#### Your goal
Quote every entry word for word.
⟨
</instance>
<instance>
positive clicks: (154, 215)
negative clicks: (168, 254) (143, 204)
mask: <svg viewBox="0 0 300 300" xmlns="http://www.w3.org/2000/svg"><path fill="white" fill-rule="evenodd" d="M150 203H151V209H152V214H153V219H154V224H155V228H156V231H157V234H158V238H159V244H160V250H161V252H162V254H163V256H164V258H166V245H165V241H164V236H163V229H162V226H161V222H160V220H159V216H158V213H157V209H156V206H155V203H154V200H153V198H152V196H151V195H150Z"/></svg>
⟩
#### Answer for the task
</instance>
<instance>
positive clicks: (154, 215)
negative clicks: (168, 254) (143, 204)
mask: <svg viewBox="0 0 300 300" xmlns="http://www.w3.org/2000/svg"><path fill="white" fill-rule="evenodd" d="M150 203H151V209H152V214H153V219H154V224H155V228H156V231H157V234H158V238H159V244H160V250H161V252H162V254H163V256H164V258H166V245H165V241H164V236H163V229H162V226H161V222H160V220H159V216H158V213H157V209H156V206H155V203H154V200H153V198H152V196H151V195H150Z"/></svg>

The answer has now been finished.